GIVEN EXERCISE A -
For each statement below, say yes or no according to the text on remote Indigenous schooling, and quote the words of the text that decide it. (i) The project's final report is expected by the end of 2016. (ii) The analysis covered NAPLAN results from fewer than 100 remote schools. (iii) The research takes a standard deprivation model as its starting point.

Specifically researchers have concluded that increasing attendance at remote Indigenous schools will not necessarily improve results, because, according to a senior research fellow, Sam Osborne, the analysis of the NAPLAN results from more than 200 remote schools has not identified any established relationship between attendance and outcomes in NAPLAN results.  This puzzling finding is the focus of this post, but first the research project itself is worthy of comment.

The Remote Education Systems Project

I have just come across this study. It looks very exciting and promising for a number of reasons.

Firstly, it is over a number of years – its final report is not expected to be completed until the end of 2016.  This is unusual in the world of Indigenous research.  Most research attempts to measure the impact of a single initiative, sometimes trying to use random trial type approaches, as though the drug trial paradigm can apply to such a complex context.

Secondly, it is focussing on remote Indigenous schooling only.  I have long argued that the tendency to assume all Indigenous education disadvantage challenges are the same, regardless of the context, has been most unhelpful.

Thirdly, the research is not starting out with a standard deprivation model.  It takes as its starting point the importance of community perspectives and understandings, and of building on community strengths.  I am really looking forward to the insights that will emerge from fresh thinking and community engagement.

And finally, the research framework is ‘going outside the box’ and questioning whether the current outcomes/targets/standards based approach is the best way to go.  I have recently made the case for the irrelevance of all the NIRA targets and output measures related to schools in the remote Indigenous context, so I strongly support this.

However, in questioning whether the dominant standards/target based approach as the only way to go, I do hope that the researchers also remember to take a critical look at the data and not pass over what else it might be telling us apart from its lack of fit.

The attendance/student learning puzzle

The issue of school attendance is an excellent case in point.  Systems prioritise attendance because of the assumption that children cannot benefit from school unless they attend on a regular basis. This makes intuitive sense.  So if the connection between attendance and learning progress is not obvious in remote schools, what else might be going on?

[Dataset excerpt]

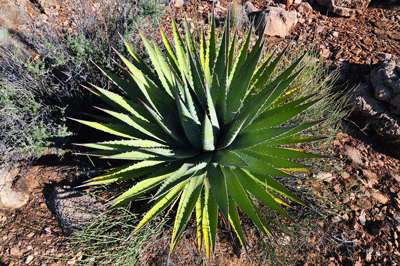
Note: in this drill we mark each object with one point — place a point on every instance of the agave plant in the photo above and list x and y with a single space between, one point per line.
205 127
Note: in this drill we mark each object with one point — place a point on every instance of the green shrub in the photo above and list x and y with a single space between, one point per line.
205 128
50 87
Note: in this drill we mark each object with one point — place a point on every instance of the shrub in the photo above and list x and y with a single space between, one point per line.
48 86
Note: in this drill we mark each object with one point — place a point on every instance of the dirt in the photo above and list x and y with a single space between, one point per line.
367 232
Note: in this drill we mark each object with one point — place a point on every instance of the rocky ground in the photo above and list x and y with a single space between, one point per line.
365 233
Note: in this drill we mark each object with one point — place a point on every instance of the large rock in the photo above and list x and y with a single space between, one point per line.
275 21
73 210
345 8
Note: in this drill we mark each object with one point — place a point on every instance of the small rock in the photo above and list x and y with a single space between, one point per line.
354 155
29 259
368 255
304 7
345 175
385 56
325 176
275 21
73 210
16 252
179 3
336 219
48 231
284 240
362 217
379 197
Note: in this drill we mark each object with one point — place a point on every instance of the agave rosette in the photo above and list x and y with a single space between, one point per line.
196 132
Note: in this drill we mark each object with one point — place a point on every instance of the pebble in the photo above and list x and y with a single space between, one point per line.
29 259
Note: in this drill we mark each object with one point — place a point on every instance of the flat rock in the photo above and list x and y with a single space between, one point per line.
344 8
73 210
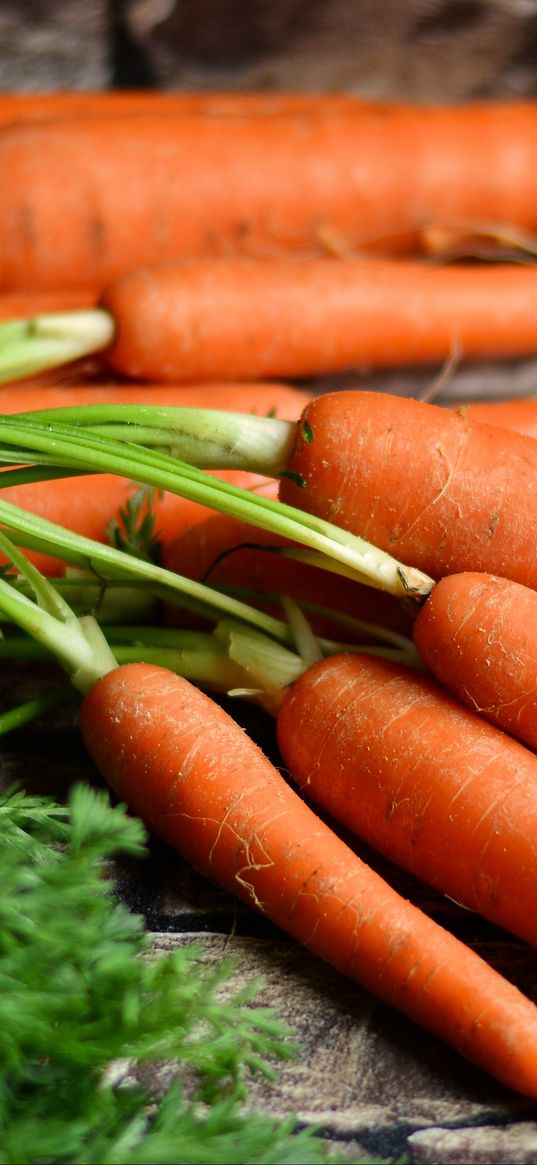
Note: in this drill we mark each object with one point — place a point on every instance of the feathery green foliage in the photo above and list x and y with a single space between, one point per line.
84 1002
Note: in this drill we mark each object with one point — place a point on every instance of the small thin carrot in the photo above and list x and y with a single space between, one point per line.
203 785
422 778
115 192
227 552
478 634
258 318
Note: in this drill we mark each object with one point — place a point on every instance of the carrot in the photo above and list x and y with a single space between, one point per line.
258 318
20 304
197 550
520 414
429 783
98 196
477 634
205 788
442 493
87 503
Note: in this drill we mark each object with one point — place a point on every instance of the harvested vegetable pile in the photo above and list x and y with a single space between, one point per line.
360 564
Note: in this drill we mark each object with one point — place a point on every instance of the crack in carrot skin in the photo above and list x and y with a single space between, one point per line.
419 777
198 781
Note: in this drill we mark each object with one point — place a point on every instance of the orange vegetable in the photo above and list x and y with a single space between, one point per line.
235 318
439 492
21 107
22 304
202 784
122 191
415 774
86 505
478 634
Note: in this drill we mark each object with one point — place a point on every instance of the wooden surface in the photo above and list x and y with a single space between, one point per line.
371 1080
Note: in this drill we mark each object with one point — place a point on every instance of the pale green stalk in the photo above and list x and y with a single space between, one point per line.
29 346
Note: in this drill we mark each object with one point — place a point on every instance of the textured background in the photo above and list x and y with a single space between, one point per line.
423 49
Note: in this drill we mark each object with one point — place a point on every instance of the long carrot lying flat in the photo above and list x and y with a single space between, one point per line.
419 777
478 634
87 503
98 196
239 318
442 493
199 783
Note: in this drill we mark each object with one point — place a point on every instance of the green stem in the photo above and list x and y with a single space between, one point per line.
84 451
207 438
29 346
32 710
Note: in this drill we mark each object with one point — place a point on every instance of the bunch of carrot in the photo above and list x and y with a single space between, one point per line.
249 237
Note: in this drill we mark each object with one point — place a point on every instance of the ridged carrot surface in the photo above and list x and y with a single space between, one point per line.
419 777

GIVEN EXERCISE B -
Please reproduce the stretch of the records from the line containing "the green stem" through the end of the records, word for word.

RESPONSE A -
(i) Yes: "its final report is not expected to be completed until the end of 2016"
(ii) No: "the analysis of the NAPLAN results from more than 200 remote schools"
(iii) No: "the research is not starting out with a standard deprivation model"

RESPONSE B -
Note: in this drill we mark each object with one point — place a point on every instance of the green stem in the photo above and list x and y with a single space between, one point per line.
84 451
207 438
29 346
32 710
Note: in this drill we mark each object with one point — place a point on every instance of the bunch of carrot in the photo above and list x and y with a single space between, one point per line.
249 237
Note: in this drill we mark each object with one point — place a point on every instance of the ridged carrot surface in the photo above and list x and y with a single space between, one point per line.
419 777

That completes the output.